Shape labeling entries
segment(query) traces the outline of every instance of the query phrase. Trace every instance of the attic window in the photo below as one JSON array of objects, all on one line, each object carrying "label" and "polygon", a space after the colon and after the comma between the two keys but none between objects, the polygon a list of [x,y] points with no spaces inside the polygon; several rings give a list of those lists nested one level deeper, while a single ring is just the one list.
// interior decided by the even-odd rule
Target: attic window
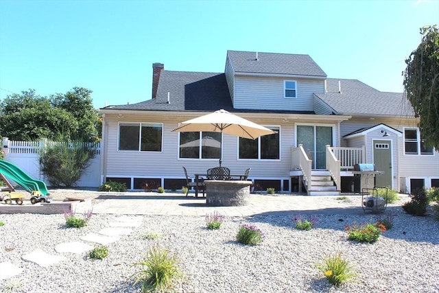
[{"label": "attic window", "polygon": [[297,97],[297,82],[296,80],[284,80],[284,97]]}]

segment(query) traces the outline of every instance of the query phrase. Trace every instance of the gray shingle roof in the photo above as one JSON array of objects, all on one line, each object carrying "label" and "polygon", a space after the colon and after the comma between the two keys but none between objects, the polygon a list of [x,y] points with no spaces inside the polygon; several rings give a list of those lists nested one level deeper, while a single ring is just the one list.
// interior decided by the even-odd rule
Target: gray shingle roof
[{"label": "gray shingle roof", "polygon": [[309,55],[228,51],[235,73],[272,73],[326,77]]},{"label": "gray shingle roof", "polygon": [[[338,82],[341,84],[339,93]],[[316,94],[338,115],[412,116],[402,93],[379,91],[357,80],[328,78],[327,93]]]}]

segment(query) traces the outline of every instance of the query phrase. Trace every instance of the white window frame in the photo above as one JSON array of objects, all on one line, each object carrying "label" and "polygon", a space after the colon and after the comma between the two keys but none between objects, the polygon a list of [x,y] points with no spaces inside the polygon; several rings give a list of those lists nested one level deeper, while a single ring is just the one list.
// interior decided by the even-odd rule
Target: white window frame
[{"label": "white window frame", "polygon": [[[405,139],[405,130],[416,130],[416,154],[407,154],[405,150],[405,143],[407,142],[412,142],[414,143],[414,140],[407,141]],[[434,148],[432,148],[431,153],[423,153],[421,151],[421,145],[420,143],[423,141],[423,139],[420,138],[420,132],[419,131],[419,128],[416,127],[405,127],[403,128],[403,135],[404,135],[404,155],[405,156],[434,156]]]},{"label": "white window frame", "polygon": [[[202,138],[202,132],[210,132],[210,131],[191,131],[191,132],[198,132],[199,133],[199,137],[200,139],[201,140],[201,139]],[[181,135],[181,132],[178,132],[178,142],[177,143],[177,159],[178,160],[187,160],[187,161],[218,161],[220,160],[220,158],[202,158],[202,145],[200,145],[200,154],[198,155],[198,158],[181,158],[180,156],[180,135]],[[220,157],[222,158],[222,151],[223,151],[223,139],[224,139],[224,135],[222,133],[221,134],[221,141],[222,141],[222,144],[221,144],[221,153],[220,153]]]},{"label": "white window frame", "polygon": [[[278,130],[278,134],[279,135],[279,159],[261,159],[261,138],[262,137],[259,137],[257,139],[256,139],[258,141],[258,157],[257,159],[241,159],[239,158],[239,137],[237,138],[237,161],[269,161],[269,162],[273,162],[273,161],[281,161],[281,156],[282,156],[282,136],[281,135],[281,126],[280,125],[270,125],[270,126],[267,126],[267,125],[263,125],[263,126],[268,128],[268,129],[272,129],[272,128],[276,128]],[[276,131],[276,130],[274,130]]]},{"label": "white window frame", "polygon": [[[294,82],[294,89],[287,87],[287,82]],[[294,90],[294,97],[287,97],[287,90]],[[297,99],[297,80],[285,80],[283,81],[283,97],[285,99]]]},{"label": "white window frame", "polygon": [[[160,125],[161,126],[162,128],[162,135],[161,135],[161,150],[158,151],[158,150],[141,150],[141,148],[142,147],[142,143],[141,143],[141,138],[142,138],[142,125],[145,125],[145,124],[155,124],[155,125]],[[127,125],[138,125],[139,127],[139,150],[121,150],[120,148],[120,139],[121,139],[121,125],[122,126],[127,126]],[[159,122],[125,122],[125,121],[119,121],[117,124],[117,145],[116,145],[116,148],[117,152],[154,152],[154,153],[158,153],[158,152],[163,152],[163,123],[159,123]]]}]

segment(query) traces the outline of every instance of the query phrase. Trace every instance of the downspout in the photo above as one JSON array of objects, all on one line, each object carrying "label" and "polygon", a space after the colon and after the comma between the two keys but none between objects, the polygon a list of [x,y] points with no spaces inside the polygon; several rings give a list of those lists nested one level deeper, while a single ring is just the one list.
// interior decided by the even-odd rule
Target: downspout
[{"label": "downspout", "polygon": [[[106,139],[107,139],[107,129],[106,119],[105,119],[105,114],[102,114],[102,139],[101,139],[101,164],[100,164],[100,173],[101,173],[101,182],[100,184],[104,183],[104,179],[107,176],[107,149],[106,149]],[[99,185],[100,185],[99,184]]]}]

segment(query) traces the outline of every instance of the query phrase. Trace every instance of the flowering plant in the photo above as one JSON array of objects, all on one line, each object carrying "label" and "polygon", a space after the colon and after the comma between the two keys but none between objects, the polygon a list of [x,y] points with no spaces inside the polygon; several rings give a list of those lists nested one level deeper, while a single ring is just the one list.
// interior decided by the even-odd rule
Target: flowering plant
[{"label": "flowering plant", "polygon": [[311,215],[309,219],[303,220],[300,214],[293,215],[292,220],[296,224],[296,228],[299,230],[311,230],[318,221],[317,215]]},{"label": "flowering plant", "polygon": [[209,229],[219,229],[221,228],[221,224],[224,220],[224,216],[218,213],[216,211],[210,215],[207,213],[206,214],[206,224]]},{"label": "flowering plant", "polygon": [[238,242],[247,245],[257,245],[262,242],[264,235],[258,227],[244,224],[239,227],[236,239]]},{"label": "flowering plant", "polygon": [[384,231],[381,232],[385,232],[386,230],[390,230],[393,227],[393,215],[388,214],[385,217],[378,215],[377,216],[377,227],[380,228],[381,226],[384,226]]},{"label": "flowering plant", "polygon": [[385,231],[385,226],[381,223],[357,224],[354,222],[344,228],[349,240],[366,243],[376,242],[381,233]]}]

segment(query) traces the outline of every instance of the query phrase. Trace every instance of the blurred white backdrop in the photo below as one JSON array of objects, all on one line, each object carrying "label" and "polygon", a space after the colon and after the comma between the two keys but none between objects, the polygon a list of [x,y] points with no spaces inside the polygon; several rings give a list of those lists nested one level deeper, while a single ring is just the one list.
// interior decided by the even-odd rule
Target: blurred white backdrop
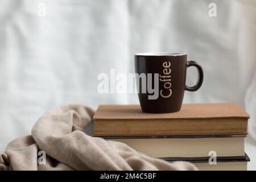
[{"label": "blurred white backdrop", "polygon": [[[97,75],[133,73],[134,53],[157,51],[199,62],[203,85],[184,102],[237,103],[255,143],[255,48],[253,0],[0,0],[0,150],[58,106],[138,104],[98,93]],[[188,84],[196,77],[189,68]]]}]

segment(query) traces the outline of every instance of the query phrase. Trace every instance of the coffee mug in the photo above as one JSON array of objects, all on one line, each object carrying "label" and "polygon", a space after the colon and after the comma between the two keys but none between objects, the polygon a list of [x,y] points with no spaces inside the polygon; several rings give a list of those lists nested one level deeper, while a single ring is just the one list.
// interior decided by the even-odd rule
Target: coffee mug
[{"label": "coffee mug", "polygon": [[[137,84],[143,112],[164,113],[180,110],[184,90],[196,91],[204,73],[201,66],[187,61],[185,53],[142,53],[134,56]],[[193,86],[185,85],[187,68],[194,66],[199,78]],[[146,88],[145,88],[146,87]]]}]

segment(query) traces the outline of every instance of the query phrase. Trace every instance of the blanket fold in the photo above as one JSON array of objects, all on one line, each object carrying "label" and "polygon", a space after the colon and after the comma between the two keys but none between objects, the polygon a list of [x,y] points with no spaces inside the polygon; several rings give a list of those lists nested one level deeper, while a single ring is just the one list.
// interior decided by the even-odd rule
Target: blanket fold
[{"label": "blanket fold", "polygon": [[184,162],[170,163],[126,144],[86,135],[94,111],[69,105],[46,113],[31,135],[11,142],[0,152],[0,170],[197,170]]}]

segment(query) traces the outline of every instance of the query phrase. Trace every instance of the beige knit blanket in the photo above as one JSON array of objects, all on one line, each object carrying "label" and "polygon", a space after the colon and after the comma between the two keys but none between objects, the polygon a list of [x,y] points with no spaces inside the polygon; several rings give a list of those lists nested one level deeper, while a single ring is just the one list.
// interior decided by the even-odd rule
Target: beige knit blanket
[{"label": "beige knit blanket", "polygon": [[124,143],[86,135],[93,114],[79,105],[47,112],[31,135],[15,139],[0,153],[0,170],[197,170],[191,163],[170,163]]}]

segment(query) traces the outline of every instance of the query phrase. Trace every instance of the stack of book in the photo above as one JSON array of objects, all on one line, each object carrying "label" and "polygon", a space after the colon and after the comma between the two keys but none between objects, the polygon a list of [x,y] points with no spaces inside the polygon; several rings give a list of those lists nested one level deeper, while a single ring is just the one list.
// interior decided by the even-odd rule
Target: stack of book
[{"label": "stack of book", "polygon": [[184,104],[167,114],[144,113],[139,105],[100,105],[93,135],[170,162],[190,162],[201,170],[246,170],[249,118],[229,103]]}]

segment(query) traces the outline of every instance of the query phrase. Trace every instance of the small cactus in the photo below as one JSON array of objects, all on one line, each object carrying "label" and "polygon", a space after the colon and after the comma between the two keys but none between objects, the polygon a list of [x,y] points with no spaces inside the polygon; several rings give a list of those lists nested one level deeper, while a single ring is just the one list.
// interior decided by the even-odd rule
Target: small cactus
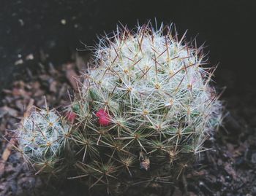
[{"label": "small cactus", "polygon": [[205,150],[222,106],[202,48],[170,29],[148,24],[101,39],[65,117],[34,109],[23,119],[25,160],[48,173],[70,160],[78,173],[71,179],[115,192],[178,176]]},{"label": "small cactus", "polygon": [[96,47],[71,106],[77,166],[89,187],[178,175],[220,123],[200,48],[168,29],[118,28]]},{"label": "small cactus", "polygon": [[38,173],[54,173],[63,158],[70,128],[54,110],[34,108],[18,128],[19,151]]}]

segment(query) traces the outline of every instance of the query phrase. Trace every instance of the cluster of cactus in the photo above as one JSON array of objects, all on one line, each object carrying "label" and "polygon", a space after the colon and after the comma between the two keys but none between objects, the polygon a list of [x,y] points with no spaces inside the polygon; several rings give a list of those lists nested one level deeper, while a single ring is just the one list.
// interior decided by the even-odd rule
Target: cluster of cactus
[{"label": "cluster of cactus", "polygon": [[20,123],[17,138],[23,159],[37,173],[58,173],[71,128],[55,110],[34,107]]},{"label": "cluster of cactus", "polygon": [[89,187],[177,176],[221,123],[222,104],[201,49],[170,29],[148,24],[100,39],[68,117],[40,111],[23,120],[19,144],[26,160],[55,159],[69,142],[74,178]]}]

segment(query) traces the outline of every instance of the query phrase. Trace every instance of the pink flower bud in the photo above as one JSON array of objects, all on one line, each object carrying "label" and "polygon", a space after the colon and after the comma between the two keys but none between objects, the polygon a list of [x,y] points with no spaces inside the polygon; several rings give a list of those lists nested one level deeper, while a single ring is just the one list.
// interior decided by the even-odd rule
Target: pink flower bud
[{"label": "pink flower bud", "polygon": [[71,122],[74,122],[77,115],[75,114],[75,112],[69,111],[67,112],[66,117],[67,117],[67,119],[68,121],[69,121]]},{"label": "pink flower bud", "polygon": [[102,126],[108,126],[110,124],[110,118],[108,113],[103,109],[100,109],[96,116],[99,118],[99,123]]}]

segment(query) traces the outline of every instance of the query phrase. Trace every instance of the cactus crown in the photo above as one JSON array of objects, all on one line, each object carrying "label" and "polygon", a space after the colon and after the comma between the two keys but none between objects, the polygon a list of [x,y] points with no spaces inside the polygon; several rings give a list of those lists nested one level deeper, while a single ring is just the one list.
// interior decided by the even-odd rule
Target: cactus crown
[{"label": "cactus crown", "polygon": [[221,104],[201,50],[169,29],[118,28],[96,47],[72,103],[78,130],[73,138],[83,149],[78,167],[91,186],[130,176],[136,181],[143,170],[171,176],[220,123]]},{"label": "cactus crown", "polygon": [[51,172],[70,130],[54,110],[34,108],[18,129],[19,149],[24,159],[39,171]]}]

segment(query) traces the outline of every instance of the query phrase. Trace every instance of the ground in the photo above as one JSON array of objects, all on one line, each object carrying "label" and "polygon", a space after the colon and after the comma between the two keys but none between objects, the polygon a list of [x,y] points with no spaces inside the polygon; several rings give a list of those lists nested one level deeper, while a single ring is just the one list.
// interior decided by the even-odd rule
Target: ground
[{"label": "ground", "polygon": [[[52,107],[63,108],[73,93],[73,77],[86,67],[86,58],[76,57],[61,66],[44,61],[24,67],[0,103],[0,195],[88,195],[74,180],[48,180],[29,170],[12,144],[13,130],[32,105],[42,106],[45,95]],[[35,68],[37,67],[37,68]],[[173,185],[131,189],[125,195],[256,195],[256,90],[238,83],[236,73],[219,67],[216,79],[225,105],[223,127],[206,143],[210,150],[182,172]],[[8,141],[10,141],[10,142]]]}]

SHORT PROBLEM: Duplicate the lines between the line containing "of the white" and the line containing "Target: white window frame", inclusive.

TASK SOLUTION:
segment(query) traces the outline of every instance of the query phrase. Trace every instance of the white window frame in the photo above as one JSON array of objects, all on one line, each object carrying "label" and "polygon", a space after the colon and after the comma between the two keys but none between objects, the polygon a list of [x,y] points with no spaces inside the polygon; several rings give a list of those lists nested one level deeper, while a single ring is just the one list.
// interior decided by the even-odd rule
Target: white window frame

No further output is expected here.